* Your instructions
The result should be an exact copy of only the lines from the one with "As part of the annotation pipeline, please detect every flat" through the last line of the data below, with pictures omitted.
______
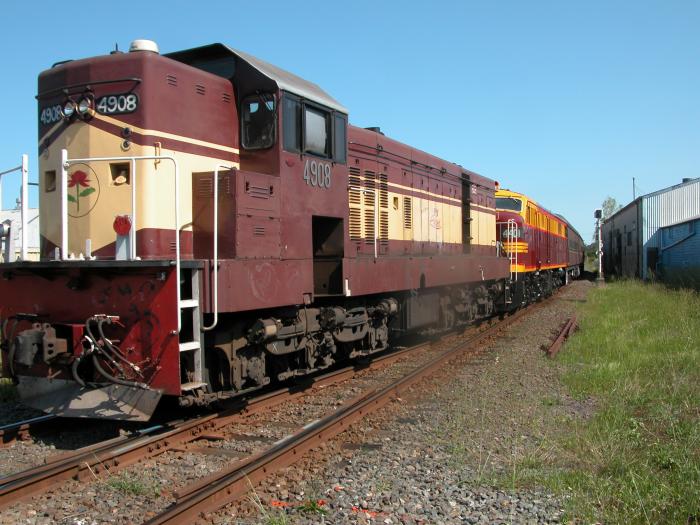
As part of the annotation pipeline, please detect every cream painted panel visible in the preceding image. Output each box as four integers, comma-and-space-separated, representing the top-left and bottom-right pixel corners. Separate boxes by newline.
40, 123, 234, 255
388, 192, 403, 241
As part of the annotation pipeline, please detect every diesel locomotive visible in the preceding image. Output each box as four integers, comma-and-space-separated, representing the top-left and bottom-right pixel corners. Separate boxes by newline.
0, 40, 581, 420
496, 188, 585, 304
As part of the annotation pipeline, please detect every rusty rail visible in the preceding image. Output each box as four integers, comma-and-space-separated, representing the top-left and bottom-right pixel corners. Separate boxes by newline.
0, 415, 58, 448
546, 316, 578, 357
144, 303, 542, 525
0, 343, 424, 509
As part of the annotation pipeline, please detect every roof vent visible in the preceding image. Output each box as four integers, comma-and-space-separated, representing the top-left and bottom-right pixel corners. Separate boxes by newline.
365, 126, 384, 135
129, 40, 159, 54
682, 177, 693, 183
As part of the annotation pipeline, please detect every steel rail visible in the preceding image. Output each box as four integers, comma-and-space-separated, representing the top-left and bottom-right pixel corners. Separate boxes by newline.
144, 302, 544, 525
546, 315, 578, 357
0, 342, 424, 509
0, 415, 58, 448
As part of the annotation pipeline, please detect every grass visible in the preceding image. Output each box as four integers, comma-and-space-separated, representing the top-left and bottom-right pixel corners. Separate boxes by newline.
536, 280, 700, 524
105, 472, 161, 498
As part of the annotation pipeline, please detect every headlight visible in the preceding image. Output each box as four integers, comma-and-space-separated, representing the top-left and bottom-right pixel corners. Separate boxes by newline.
77, 97, 93, 115
62, 101, 76, 118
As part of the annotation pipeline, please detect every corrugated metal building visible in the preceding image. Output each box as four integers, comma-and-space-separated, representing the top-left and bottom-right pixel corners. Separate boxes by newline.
659, 216, 700, 289
602, 177, 700, 283
0, 208, 40, 261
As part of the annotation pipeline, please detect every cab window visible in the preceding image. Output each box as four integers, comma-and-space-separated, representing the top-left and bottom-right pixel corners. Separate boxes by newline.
282, 93, 347, 164
304, 106, 329, 156
495, 197, 522, 212
241, 94, 276, 150
333, 113, 347, 163
283, 95, 301, 152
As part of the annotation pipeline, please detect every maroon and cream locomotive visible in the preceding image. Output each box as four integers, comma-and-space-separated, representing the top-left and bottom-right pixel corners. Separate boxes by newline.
1, 40, 573, 421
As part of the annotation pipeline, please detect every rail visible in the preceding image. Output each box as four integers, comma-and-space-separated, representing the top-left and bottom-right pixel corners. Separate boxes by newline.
202, 165, 235, 332
0, 154, 29, 261
145, 294, 554, 525
61, 150, 181, 331
0, 343, 420, 510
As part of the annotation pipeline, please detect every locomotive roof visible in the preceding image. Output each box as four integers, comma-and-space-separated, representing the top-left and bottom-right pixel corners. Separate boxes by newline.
497, 188, 583, 240
166, 43, 348, 114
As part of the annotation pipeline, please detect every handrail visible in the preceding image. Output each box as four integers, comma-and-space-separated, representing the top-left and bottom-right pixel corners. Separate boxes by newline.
61, 150, 182, 332
202, 165, 235, 332
497, 219, 518, 282
0, 154, 29, 260
348, 185, 378, 259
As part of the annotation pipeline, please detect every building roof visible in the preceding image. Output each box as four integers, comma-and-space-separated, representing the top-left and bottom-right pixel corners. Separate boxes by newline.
603, 177, 700, 225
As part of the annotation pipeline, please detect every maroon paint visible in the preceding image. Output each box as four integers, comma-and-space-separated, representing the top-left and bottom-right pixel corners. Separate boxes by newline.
38, 51, 238, 152
0, 264, 181, 394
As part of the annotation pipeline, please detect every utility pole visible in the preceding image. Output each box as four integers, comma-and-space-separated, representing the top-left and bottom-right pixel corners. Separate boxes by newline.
632, 177, 636, 200
594, 209, 604, 282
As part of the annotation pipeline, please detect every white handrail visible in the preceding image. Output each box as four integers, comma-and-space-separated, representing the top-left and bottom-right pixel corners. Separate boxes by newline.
62, 150, 182, 332
20, 154, 28, 261
202, 165, 234, 332
0, 154, 30, 261
497, 219, 519, 282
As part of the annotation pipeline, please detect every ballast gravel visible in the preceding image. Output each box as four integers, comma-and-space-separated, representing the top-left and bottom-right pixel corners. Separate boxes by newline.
0, 280, 593, 524
219, 280, 593, 524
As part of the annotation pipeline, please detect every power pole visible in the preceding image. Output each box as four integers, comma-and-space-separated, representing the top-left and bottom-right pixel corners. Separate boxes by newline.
632, 177, 636, 200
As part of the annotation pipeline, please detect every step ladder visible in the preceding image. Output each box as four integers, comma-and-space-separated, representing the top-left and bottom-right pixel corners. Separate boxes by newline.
179, 267, 206, 392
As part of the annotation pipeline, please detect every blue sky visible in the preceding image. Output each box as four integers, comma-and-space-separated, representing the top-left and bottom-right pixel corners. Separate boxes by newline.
0, 1, 698, 241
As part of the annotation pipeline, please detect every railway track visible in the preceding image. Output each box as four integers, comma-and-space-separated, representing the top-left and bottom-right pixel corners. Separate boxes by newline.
0, 293, 557, 521
0, 415, 58, 448
146, 299, 546, 524
0, 342, 422, 510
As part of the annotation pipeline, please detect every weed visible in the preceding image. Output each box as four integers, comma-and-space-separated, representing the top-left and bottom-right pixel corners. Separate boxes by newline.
374, 476, 393, 494
106, 472, 160, 498
247, 482, 289, 525
297, 499, 327, 515
541, 395, 561, 407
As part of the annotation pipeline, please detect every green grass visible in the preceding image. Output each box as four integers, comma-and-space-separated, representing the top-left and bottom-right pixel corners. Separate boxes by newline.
106, 472, 161, 498
540, 281, 700, 524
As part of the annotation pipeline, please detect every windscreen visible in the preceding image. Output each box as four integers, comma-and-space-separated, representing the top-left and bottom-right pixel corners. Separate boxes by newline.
496, 197, 522, 212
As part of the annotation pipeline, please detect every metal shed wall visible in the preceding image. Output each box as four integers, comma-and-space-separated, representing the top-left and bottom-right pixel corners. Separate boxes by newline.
641, 178, 700, 279
601, 201, 641, 278
659, 217, 700, 289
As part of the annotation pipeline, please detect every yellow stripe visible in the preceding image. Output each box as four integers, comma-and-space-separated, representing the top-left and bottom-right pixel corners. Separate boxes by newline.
93, 113, 240, 155
388, 180, 461, 204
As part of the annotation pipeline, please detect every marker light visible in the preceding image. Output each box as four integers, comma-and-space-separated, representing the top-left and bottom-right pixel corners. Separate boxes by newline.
77, 97, 93, 115
113, 215, 132, 237
62, 101, 76, 118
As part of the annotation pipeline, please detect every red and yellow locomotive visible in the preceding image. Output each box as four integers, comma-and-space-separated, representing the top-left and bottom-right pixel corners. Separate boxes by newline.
496, 187, 584, 304
1, 41, 516, 420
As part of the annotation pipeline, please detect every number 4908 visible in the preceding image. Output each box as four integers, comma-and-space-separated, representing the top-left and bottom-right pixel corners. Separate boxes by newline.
96, 93, 138, 115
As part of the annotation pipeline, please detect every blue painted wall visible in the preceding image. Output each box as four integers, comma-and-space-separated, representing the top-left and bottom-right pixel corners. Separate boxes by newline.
659, 218, 700, 289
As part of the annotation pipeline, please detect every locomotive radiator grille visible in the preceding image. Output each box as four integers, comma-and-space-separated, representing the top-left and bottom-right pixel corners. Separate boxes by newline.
364, 170, 376, 245
379, 172, 389, 248
348, 167, 362, 240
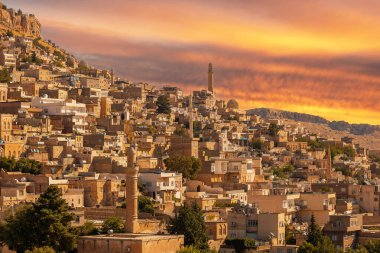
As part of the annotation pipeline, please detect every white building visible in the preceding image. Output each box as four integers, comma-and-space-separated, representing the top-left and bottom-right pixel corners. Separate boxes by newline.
139, 171, 182, 204
0, 52, 17, 67
31, 97, 88, 133
31, 97, 87, 116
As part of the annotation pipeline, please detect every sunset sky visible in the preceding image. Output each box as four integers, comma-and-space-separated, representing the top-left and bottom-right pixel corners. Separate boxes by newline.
6, 0, 380, 124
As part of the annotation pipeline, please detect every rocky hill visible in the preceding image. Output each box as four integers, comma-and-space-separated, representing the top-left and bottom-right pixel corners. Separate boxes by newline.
248, 108, 380, 135
0, 5, 41, 37
247, 108, 329, 124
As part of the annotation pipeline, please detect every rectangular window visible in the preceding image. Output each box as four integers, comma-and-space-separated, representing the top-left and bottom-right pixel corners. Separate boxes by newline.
247, 220, 258, 227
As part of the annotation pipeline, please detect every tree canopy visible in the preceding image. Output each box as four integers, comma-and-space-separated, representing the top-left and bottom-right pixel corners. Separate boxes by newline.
138, 195, 155, 215
101, 216, 124, 233
268, 123, 283, 137
0, 186, 76, 253
169, 203, 209, 251
0, 157, 41, 175
164, 155, 201, 180
0, 68, 11, 83
156, 95, 171, 114
224, 238, 257, 253
298, 215, 335, 253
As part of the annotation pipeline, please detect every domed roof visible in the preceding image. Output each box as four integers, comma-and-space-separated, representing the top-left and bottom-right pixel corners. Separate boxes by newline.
227, 99, 239, 109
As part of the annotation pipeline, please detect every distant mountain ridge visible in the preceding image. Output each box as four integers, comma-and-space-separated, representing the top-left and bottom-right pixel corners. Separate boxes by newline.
247, 108, 380, 135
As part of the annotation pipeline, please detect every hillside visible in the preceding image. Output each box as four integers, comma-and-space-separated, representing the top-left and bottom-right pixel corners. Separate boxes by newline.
248, 108, 380, 136
0, 5, 41, 37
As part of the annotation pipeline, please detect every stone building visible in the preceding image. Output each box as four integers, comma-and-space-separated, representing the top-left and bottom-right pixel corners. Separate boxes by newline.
77, 148, 184, 253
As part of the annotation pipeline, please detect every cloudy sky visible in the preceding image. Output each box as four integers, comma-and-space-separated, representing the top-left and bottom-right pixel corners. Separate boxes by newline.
6, 0, 380, 124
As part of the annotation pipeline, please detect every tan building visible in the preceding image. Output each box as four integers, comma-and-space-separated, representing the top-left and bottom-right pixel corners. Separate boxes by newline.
247, 193, 300, 222
348, 185, 380, 215
324, 214, 363, 250
0, 83, 7, 101
227, 206, 286, 246
77, 151, 184, 253
0, 53, 16, 67
77, 234, 184, 253
0, 142, 24, 159
0, 114, 13, 142
169, 136, 199, 158
100, 96, 111, 117
24, 68, 53, 82
297, 192, 336, 226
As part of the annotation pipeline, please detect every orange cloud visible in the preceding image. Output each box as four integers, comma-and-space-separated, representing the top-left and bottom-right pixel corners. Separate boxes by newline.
6, 0, 380, 124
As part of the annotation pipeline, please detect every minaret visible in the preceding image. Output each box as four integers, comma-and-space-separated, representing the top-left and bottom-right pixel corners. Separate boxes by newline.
189, 94, 193, 138
125, 145, 139, 233
208, 63, 214, 93
110, 68, 114, 85
326, 145, 332, 179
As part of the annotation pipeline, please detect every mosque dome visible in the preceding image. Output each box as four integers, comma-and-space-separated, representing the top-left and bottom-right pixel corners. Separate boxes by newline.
227, 99, 239, 109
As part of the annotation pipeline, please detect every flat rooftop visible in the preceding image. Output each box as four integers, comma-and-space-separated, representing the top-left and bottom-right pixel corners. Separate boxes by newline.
79, 233, 183, 242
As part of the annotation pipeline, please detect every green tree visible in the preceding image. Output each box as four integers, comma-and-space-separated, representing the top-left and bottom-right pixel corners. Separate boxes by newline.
25, 246, 55, 253
53, 50, 66, 62
307, 215, 323, 246
77, 221, 98, 236
285, 225, 296, 244
138, 195, 155, 215
271, 163, 294, 179
164, 156, 201, 180
250, 140, 263, 150
298, 242, 315, 253
347, 246, 368, 253
298, 215, 336, 253
156, 95, 171, 114
0, 68, 11, 83
364, 240, 380, 253
101, 216, 124, 233
298, 237, 335, 253
32, 52, 37, 63
169, 204, 209, 251
268, 123, 283, 137
224, 238, 256, 253
174, 126, 187, 137
0, 186, 76, 253
0, 157, 41, 175
316, 236, 336, 253
5, 30, 13, 37
178, 245, 203, 253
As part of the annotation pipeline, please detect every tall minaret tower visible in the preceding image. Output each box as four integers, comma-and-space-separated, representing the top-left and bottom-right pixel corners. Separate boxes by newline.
326, 145, 332, 179
189, 94, 193, 138
208, 63, 214, 94
125, 145, 139, 233
110, 68, 114, 86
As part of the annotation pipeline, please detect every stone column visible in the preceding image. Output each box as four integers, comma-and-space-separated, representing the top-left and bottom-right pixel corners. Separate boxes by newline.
125, 165, 139, 233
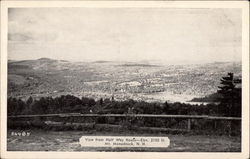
______
* Exercise response
As part of the annotation pipeline, please detect every flat rooftop visible in the preceding image. Output each box as four integers, comma-and-space-separated, representing the top-left and bottom-right pixel corners. Separate boxes by newline.
79, 233, 183, 242
As part of the annotation pipeline, please detect every green tree visible in the preceding image. Output each box as four integers, comma-and-space-separated, representing the top-left and bottom-right pixel corners. Separate boxes by newline.
25, 246, 55, 253
53, 50, 66, 62
307, 215, 323, 246
77, 221, 98, 236
285, 225, 296, 244
138, 195, 155, 215
271, 163, 294, 179
164, 156, 201, 180
250, 140, 263, 150
298, 242, 315, 253
347, 246, 368, 253
298, 215, 336, 253
156, 95, 171, 114
0, 68, 11, 83
364, 240, 380, 253
101, 216, 124, 233
298, 237, 335, 253
32, 52, 37, 63
169, 204, 209, 251
268, 123, 283, 137
224, 238, 256, 253
174, 126, 187, 137
0, 186, 76, 253
0, 157, 41, 175
316, 236, 336, 253
5, 30, 13, 37
178, 245, 203, 253
As part of the annotation pipeline, please detect every tall minaret tower visible in the preceding image. Output each box as four integers, comma-and-space-separated, representing the top-left and bottom-right pixel corners. Separate boxes by newline.
326, 145, 332, 179
189, 94, 193, 138
208, 63, 214, 94
125, 145, 139, 233
110, 68, 114, 86
As part of the annotation pipeline, please detect every stone column visible in the preceding image. Output each box as four integers, comma-and-space-separated, representing the top-left and bottom-right pixel corners. Separate boxes by newline.
125, 165, 139, 233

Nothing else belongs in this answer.